■ **WHAT THE EXERCISE ASKS**
Can you extract every row below and reproduce each one word for word, with the pictures omitted from your answer?

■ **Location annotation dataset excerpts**
— Begin —
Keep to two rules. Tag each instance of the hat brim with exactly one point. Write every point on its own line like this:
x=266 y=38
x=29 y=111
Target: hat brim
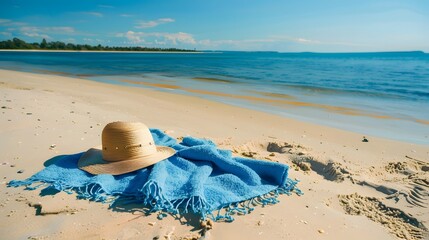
x=92 y=161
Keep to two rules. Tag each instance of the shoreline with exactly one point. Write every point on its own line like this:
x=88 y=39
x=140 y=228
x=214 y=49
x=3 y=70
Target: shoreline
x=40 y=110
x=88 y=51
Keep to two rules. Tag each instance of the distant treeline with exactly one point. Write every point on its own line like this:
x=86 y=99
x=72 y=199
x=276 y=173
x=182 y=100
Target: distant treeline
x=17 y=43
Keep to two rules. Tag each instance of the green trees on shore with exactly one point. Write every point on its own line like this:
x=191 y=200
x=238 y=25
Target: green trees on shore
x=17 y=43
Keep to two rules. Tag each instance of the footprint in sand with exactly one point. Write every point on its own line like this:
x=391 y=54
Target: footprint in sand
x=395 y=220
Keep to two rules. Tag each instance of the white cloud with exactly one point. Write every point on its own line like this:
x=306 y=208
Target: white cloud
x=95 y=14
x=8 y=22
x=126 y=15
x=153 y=23
x=36 y=35
x=105 y=6
x=42 y=32
x=7 y=34
x=51 y=30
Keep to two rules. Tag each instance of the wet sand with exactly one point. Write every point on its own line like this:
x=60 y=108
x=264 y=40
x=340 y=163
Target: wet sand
x=353 y=189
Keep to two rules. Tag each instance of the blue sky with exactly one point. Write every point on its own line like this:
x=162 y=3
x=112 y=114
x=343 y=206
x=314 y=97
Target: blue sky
x=251 y=25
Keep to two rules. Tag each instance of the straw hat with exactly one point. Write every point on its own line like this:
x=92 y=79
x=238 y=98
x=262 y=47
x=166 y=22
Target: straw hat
x=126 y=147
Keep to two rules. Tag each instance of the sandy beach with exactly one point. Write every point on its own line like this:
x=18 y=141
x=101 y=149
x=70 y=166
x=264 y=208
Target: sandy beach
x=353 y=189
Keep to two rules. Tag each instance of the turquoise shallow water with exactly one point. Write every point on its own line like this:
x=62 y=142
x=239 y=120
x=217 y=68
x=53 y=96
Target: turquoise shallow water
x=382 y=94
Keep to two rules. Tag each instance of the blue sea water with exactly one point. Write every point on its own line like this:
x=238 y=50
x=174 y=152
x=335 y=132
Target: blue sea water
x=381 y=94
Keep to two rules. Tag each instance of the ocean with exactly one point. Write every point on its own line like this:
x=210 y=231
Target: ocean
x=375 y=94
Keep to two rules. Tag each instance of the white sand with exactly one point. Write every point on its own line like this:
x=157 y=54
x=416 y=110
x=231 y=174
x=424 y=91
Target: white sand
x=352 y=197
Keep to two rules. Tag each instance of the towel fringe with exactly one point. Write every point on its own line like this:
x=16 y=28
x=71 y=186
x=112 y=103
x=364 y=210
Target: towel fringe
x=152 y=195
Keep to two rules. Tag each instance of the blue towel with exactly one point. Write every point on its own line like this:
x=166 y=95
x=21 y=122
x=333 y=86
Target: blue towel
x=199 y=178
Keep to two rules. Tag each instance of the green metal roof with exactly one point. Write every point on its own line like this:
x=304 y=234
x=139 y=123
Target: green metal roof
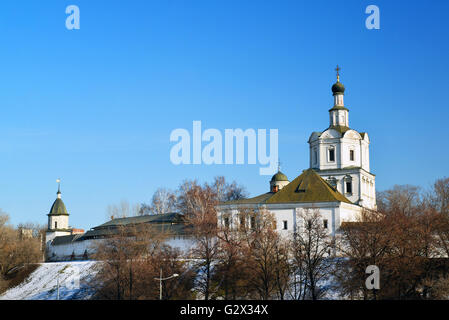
x=172 y=217
x=58 y=208
x=308 y=187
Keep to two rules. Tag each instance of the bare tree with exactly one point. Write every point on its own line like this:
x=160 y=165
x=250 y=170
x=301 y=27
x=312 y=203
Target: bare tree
x=123 y=256
x=163 y=201
x=314 y=247
x=198 y=204
x=17 y=249
x=262 y=242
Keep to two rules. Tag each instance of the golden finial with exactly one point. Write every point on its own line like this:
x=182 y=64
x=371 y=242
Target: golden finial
x=338 y=73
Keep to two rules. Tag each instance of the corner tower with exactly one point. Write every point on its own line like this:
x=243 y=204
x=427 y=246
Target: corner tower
x=58 y=218
x=340 y=154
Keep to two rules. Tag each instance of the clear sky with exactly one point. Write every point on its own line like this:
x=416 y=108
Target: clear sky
x=96 y=106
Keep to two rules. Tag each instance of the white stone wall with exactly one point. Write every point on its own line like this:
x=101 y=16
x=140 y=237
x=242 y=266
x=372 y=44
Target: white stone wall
x=77 y=248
— End —
■ **FULL SOLUTION**
Keep to two rules. Tag each instance of the hat brim with exactly one point. Write every point on its own line like this:
x=266 y=38
x=29 y=111
Target: hat brim
x=92 y=161
Keep to two rules. Tag each instance of the shoreline with exactly one point. Write every point on its own line like this:
x=88 y=39
x=140 y=228
x=214 y=49
x=3 y=70
Target: shoreline
x=40 y=110
x=88 y=51
Keep to two rules. Tag each instance of the distant treeline with exactly one point. Write every point on its own line like this:
x=86 y=99
x=72 y=199
x=276 y=173
x=182 y=100
Target: distant treeline
x=17 y=43
Keep to two rules. Tag each instance of the green trees on shore with exactly one point. Write every point on its own line like this:
x=191 y=200
x=238 y=25
Target: green trees on shore
x=17 y=43
Keep to two rules. Tag each instance of the footprint in sand with exactly one point. Write every point on its own line like this:
x=391 y=54
Target: footprint in sand
x=395 y=220
Keep to two rules. Tag each instance of the white cloud with exactly one point. Write every point on its own line like this:
x=306 y=208
Target: white cloud
x=95 y=14
x=8 y=22
x=126 y=15
x=153 y=23
x=36 y=35
x=105 y=6
x=42 y=32
x=7 y=34
x=51 y=30
Keep to two rules. Tag each instance of the wet sand with exactly one point. Write every point on its own line like this:
x=60 y=108
x=264 y=40
x=340 y=163
Target: wet sand
x=353 y=189
Keep to two rules. Tag each instance of the blue sky with exactly one point. Write every point on its own line like this:
x=162 y=3
x=112 y=114
x=343 y=206
x=314 y=97
Target: blue sky
x=251 y=25
Keep to two rules. Tag each instance of the straw hat with exactly one point. Write every point on its own line like this:
x=92 y=79
x=238 y=98
x=262 y=47
x=166 y=22
Target: straw hat
x=126 y=147
Keep to two rules. Tag each instance of the sandy beach with exactly one point. Write every point on its own line like this:
x=18 y=141
x=101 y=149
x=70 y=166
x=264 y=208
Target: sandy beach
x=353 y=189
Keep to two rules. Tag each instance of the turquoise shallow water with exactly one point. Write every point on its own line like this:
x=62 y=142
x=239 y=120
x=217 y=68
x=53 y=96
Target: turquoise shallow water
x=382 y=94
Keep to two rules. Tag each instance of the blue sea water with exactly one point. Write every point on its own line like this:
x=238 y=50
x=174 y=152
x=335 y=132
Target: blue sea water
x=381 y=94
Keep to two rules. Tag each instance of the ocean with exactly one point. Write every point on its own line like this:
x=210 y=231
Target: ocean
x=375 y=94
Keep to two rules. Tag each instance of the white sand with exactly one point. Write every point on its own line like this:
x=157 y=54
x=416 y=110
x=231 y=174
x=424 y=91
Target: white sand
x=352 y=197
Keep to two rules. Tag each instance of the towel fringe with exactly one point. Write every point on its own line like this:
x=16 y=28
x=71 y=186
x=112 y=103
x=364 y=210
Target: towel fringe
x=152 y=195
Keep to two rules. Tag each instance of the blue towel with exactly one point. Write every point on its own line like this:
x=166 y=95
x=21 y=122
x=333 y=86
Target: blue towel
x=199 y=178
Keep to two rules. Tag each instance of the green metal roof with exactly one point. Write every point on its own line like this:
x=304 y=234
x=139 y=123
Target: green metal roof
x=172 y=217
x=58 y=208
x=308 y=187
Keep to two rules. Tag each instance of the bare tree with exactly one point. Write every point on its own line like this:
x=160 y=165
x=250 y=170
x=301 y=27
x=312 y=203
Target: bare tree
x=123 y=256
x=163 y=201
x=314 y=247
x=198 y=204
x=17 y=249
x=262 y=242
Keep to two rules. Tag each instance of the golden finial with exactly one point. Write every point on its own line like this:
x=182 y=64
x=371 y=242
Target: golden finial
x=338 y=73
Keep to two rules. Tag each instance of the corner tower with exactly one point. Write every point on its own line like this:
x=243 y=204
x=427 y=246
Target: corner tower
x=58 y=218
x=340 y=154
Keep to two rules. Tag each instance of the clear sky with exactly one point. Write every point on its own line like this:
x=416 y=108
Target: clear sky
x=96 y=106
Keep to two rules. Tag each instance of the white stone wall with exactly one point. Write every point on its own line like this:
x=101 y=16
x=140 y=237
x=242 y=266
x=372 y=44
Target: white stone wall
x=77 y=248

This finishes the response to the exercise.